False Notes

"Danger is part of my trade."
- Sherlock Holmes.

The licensed private-eye Barr Breed, prowling those mean streets of Chicago, has two recorded cases to his credit, The Body in the Bed (1948) and The Body Beautiful (1949), written by Bill S. Ballinger – an associate professor of writing who worked in advertising and broadcasting. You can read more about Ballinger and his work on the Thrilling Detective Website, which includes an uncomplimentary blurb from Anthony Boucher’s review of The Body Beautiful:
"A shabby museum of every cliché of plot, style and action." 
Well, I can't entirely disagree with Boucher's opinion, but still, I think that label is more applicable to the book discussed on here a few days ago, Murder at Grassmere Abbey (1934), than to this little hardboiled conundrum and with that book still fresh in my memory – I felt that the short comings in this one were less of an issue. Sure, it does go through the motions of pulpy, dime-store paperback, but I kind of liked how the hardboiled voice resonated in a theatrical setting and the plot wasn't bad for what is essentially just pulp.

--- --- ---

Exercise directions: Rewrite the part of the review starting with "Well, I can't" and going on through "essentially just pulp.", putting "drugstore" in place of "dime-store".

--- --- ---

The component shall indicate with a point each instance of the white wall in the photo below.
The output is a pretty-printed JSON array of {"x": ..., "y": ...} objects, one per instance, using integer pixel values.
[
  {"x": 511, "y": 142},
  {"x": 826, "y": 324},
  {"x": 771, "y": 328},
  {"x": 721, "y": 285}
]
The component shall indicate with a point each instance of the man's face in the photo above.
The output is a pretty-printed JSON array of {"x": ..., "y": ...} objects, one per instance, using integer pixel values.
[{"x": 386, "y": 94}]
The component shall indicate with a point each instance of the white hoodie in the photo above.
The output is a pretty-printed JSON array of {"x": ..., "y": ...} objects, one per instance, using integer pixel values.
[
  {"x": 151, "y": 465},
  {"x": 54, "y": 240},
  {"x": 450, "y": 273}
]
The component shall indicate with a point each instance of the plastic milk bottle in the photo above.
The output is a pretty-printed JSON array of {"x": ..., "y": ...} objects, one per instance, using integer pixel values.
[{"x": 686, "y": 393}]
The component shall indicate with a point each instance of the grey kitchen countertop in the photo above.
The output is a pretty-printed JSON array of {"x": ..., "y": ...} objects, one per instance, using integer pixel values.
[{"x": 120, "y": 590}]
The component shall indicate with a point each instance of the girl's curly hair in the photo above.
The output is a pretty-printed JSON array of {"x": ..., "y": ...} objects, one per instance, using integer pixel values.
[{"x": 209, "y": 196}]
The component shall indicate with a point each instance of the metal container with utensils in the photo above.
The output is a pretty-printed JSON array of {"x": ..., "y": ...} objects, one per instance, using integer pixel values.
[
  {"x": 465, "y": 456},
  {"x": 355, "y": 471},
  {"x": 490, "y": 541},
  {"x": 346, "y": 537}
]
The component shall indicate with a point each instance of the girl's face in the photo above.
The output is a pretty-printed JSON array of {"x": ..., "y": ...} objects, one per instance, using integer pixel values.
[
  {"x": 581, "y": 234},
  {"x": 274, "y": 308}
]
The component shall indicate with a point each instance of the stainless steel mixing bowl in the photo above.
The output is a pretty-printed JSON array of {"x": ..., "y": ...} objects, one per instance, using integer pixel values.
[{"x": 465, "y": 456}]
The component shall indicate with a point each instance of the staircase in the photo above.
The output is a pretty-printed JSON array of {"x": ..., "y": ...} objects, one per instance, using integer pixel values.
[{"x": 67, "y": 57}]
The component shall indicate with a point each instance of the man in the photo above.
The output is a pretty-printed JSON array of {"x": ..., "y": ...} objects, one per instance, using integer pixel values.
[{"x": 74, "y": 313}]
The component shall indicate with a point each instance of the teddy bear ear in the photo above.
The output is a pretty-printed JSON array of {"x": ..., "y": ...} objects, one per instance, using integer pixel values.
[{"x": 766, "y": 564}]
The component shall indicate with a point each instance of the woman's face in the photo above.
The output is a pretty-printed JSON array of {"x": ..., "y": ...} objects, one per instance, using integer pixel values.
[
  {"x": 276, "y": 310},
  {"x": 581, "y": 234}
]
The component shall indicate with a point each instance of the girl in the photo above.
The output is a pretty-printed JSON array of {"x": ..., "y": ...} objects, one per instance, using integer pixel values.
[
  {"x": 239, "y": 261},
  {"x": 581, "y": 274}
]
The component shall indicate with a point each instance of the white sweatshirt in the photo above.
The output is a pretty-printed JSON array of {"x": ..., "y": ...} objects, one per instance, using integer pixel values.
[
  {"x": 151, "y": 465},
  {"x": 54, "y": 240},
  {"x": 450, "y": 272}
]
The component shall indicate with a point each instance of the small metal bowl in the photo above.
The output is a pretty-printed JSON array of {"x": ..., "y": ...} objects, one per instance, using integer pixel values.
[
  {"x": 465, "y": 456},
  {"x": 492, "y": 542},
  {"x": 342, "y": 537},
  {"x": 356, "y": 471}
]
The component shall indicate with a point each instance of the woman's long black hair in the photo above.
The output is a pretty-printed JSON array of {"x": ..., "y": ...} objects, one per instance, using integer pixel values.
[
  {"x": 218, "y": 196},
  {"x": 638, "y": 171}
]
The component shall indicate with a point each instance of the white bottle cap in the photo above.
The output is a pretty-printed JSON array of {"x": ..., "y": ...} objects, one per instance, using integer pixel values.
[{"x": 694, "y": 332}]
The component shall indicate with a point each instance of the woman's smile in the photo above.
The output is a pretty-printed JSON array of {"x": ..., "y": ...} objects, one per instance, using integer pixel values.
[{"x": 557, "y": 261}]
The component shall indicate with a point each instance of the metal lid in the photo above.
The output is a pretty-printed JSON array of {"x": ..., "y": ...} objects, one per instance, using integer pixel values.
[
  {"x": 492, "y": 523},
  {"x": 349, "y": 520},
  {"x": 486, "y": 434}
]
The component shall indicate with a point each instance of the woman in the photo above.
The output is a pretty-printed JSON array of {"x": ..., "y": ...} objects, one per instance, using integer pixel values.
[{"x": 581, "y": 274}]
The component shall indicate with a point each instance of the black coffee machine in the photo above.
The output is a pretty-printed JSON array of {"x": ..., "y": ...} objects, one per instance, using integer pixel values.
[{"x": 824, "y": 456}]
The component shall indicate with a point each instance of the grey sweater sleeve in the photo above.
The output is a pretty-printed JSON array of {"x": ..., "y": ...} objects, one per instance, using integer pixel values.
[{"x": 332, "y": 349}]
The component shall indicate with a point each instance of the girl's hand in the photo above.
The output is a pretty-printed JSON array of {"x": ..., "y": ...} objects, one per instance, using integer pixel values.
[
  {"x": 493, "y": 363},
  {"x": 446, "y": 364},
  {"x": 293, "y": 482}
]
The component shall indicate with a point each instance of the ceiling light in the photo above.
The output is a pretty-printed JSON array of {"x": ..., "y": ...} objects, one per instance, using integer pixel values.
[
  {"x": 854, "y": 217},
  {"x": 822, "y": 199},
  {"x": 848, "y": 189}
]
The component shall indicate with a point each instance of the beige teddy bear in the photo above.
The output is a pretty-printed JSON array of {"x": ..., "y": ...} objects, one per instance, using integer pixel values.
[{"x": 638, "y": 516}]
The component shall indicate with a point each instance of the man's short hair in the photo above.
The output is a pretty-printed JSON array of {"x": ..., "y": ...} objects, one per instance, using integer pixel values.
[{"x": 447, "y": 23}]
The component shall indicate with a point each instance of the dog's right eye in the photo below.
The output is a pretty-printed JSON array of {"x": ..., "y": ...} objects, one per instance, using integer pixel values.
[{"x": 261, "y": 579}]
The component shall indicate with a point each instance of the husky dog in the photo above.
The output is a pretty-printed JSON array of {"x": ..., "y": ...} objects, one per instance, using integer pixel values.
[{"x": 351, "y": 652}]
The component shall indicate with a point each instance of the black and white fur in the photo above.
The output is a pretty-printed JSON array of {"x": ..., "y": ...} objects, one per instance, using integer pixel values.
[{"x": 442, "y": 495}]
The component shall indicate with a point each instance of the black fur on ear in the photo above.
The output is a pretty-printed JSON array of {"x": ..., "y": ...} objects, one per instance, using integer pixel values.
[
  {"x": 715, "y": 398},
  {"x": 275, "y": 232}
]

--- --- ---

Solution to this task:
Well, I can't entirely disagree with Boucher's opinion, but still, I think that label is more applicable to the book discussed on here a few days ago, Murder at Grassmere Abbey (1934), than to this little hardboiled conundrum and with that book still fresh in my memory – I felt that the short comings in this one were less of an issue. Sure, it does go through the motions of pulpy, drugstore paperback, but I kind of liked how the hardboiled voice resonated in a theatrical setting and the plot wasn't bad for what is essentially just pulp.